[SET TASK]:
Pick out each line in the records below that contains the word "hair" and copy it. Case counts.

[TASK INPUT]:
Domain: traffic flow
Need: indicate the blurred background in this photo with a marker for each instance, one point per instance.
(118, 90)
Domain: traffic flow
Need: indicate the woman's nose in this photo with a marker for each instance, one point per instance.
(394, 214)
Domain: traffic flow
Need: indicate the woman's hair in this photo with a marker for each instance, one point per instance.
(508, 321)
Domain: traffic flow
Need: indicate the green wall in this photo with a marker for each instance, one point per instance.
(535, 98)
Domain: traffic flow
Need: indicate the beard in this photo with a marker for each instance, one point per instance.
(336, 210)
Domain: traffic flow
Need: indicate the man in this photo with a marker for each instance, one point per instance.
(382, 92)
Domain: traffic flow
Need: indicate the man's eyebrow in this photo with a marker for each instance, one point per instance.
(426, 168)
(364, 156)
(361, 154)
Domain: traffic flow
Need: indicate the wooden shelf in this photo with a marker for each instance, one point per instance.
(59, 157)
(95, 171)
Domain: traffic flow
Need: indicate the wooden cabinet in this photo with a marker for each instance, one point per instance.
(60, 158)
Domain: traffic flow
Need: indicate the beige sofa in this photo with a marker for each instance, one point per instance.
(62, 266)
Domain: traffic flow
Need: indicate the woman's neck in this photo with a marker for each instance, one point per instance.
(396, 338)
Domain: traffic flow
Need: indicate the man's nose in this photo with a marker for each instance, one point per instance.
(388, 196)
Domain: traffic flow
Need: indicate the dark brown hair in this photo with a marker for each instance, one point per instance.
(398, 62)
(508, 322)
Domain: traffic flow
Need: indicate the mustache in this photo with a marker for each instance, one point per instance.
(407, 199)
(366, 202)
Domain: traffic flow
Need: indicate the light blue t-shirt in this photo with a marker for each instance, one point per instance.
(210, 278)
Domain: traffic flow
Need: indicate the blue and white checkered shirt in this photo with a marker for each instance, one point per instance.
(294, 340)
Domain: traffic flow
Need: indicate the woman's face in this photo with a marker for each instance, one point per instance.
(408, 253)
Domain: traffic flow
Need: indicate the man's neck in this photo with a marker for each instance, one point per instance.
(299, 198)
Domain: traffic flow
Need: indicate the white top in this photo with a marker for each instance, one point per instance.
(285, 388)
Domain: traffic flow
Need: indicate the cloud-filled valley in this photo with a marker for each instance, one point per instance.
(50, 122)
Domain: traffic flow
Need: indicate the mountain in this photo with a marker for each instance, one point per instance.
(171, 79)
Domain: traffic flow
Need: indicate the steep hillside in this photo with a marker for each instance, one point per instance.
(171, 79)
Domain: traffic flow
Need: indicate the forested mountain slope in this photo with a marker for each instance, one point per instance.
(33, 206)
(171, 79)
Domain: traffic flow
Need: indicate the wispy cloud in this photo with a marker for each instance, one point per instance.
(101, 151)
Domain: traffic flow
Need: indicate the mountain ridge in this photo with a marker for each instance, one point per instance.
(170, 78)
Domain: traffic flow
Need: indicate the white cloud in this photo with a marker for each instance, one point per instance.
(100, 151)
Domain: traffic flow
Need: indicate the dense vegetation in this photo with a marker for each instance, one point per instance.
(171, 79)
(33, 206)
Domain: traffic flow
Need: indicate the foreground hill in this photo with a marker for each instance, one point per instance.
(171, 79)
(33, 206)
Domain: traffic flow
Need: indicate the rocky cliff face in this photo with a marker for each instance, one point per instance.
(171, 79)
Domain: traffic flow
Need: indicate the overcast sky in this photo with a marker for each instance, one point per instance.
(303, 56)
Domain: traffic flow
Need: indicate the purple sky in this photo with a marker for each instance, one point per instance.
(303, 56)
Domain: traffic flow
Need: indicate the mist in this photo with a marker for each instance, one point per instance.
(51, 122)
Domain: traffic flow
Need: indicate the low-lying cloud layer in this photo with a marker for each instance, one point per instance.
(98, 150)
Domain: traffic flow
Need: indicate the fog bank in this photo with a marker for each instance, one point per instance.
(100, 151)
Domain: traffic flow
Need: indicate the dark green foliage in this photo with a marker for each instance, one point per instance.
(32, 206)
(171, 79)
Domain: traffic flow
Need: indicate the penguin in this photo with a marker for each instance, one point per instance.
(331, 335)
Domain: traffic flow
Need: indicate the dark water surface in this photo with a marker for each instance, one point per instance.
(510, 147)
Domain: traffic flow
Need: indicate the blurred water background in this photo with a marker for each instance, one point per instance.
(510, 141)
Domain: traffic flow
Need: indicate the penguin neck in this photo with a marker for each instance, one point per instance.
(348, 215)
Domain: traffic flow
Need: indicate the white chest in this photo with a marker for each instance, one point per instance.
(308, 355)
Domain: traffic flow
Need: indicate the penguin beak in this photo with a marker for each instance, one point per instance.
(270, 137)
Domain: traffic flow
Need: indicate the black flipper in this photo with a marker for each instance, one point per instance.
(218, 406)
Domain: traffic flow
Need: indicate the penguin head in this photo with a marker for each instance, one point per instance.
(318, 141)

[CORRECT RESPONSE]:
Need: indicate the woman's hair in this photo with a marker for each instance, one point per instance.
Need: indicate the dark brown hair in this photo with a marker for each instance, one point per instance.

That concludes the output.